Exercise aim: Render the items below as a Markdown table with the columns Row and Line, giving each line its own row, omitting blank lines, and leaving out the pictures.

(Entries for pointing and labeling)
+---+

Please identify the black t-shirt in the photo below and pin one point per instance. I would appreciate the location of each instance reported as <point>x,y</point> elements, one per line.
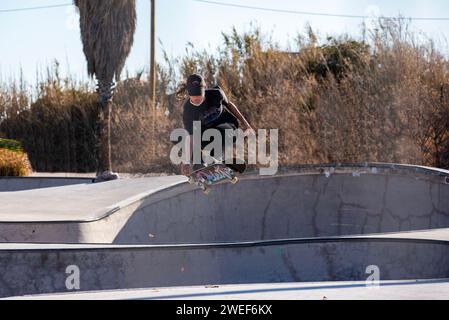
<point>211,112</point>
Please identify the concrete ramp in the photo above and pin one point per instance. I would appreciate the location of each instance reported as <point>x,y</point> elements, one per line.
<point>310,223</point>
<point>309,201</point>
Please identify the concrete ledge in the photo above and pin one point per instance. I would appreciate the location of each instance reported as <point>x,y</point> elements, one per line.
<point>38,270</point>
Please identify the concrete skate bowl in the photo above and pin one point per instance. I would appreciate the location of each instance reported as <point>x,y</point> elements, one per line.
<point>308,223</point>
<point>306,202</point>
<point>11,184</point>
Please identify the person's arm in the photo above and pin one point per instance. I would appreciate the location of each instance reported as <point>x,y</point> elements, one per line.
<point>186,168</point>
<point>236,112</point>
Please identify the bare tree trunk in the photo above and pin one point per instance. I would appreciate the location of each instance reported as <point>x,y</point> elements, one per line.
<point>105,91</point>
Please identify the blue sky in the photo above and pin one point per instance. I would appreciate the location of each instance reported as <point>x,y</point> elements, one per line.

+---+

Solution to this problem:
| Row | Line |
|---|---|
| 1 | Please identify the black t-shirt in the photo below and pin one point per instance. I would appreciate the location of each instance reported as <point>x,y</point> elements, one per line. |
| 2 | <point>211,112</point> |
| 3 | Please identify the concrete ramp in the photo above and pin one point per instance. I would appreciate the location of each instance reported as <point>x,y</point> elements, one per line. |
| 4 | <point>310,223</point> |
| 5 | <point>309,201</point> |
| 6 | Please identify the concrete ledge in the photo above and pin one point per instance. I would appreciate the location of each instance reported as <point>x,y</point> elements, one per line. |
| 7 | <point>38,270</point> |
| 8 | Please identify the concrete skate bowl in the photo above and pin one point per instance. I would appreciate the location of each instance reported as <point>x,y</point> elements, one per line. |
| 9 | <point>308,223</point> |
| 10 | <point>306,202</point> |
| 11 | <point>11,184</point> |
| 12 | Please identify the person's arm in the photo above and pin one point per instance. I would appreciate the location of each instance reported as <point>x,y</point> elements, one per line. |
| 13 | <point>186,168</point> |
| 14 | <point>236,112</point> |
| 15 | Please identify the bare tree trunk in the photo above and pin one point per instance. I would appreciate the location of each instance reported as <point>x,y</point> elements, one per line. |
| 16 | <point>105,91</point> |
| 17 | Please identify the blue sky in the photo above and pin one point per instance. I would appreciate the location of each instance reported as <point>x,y</point> elements, one per line. |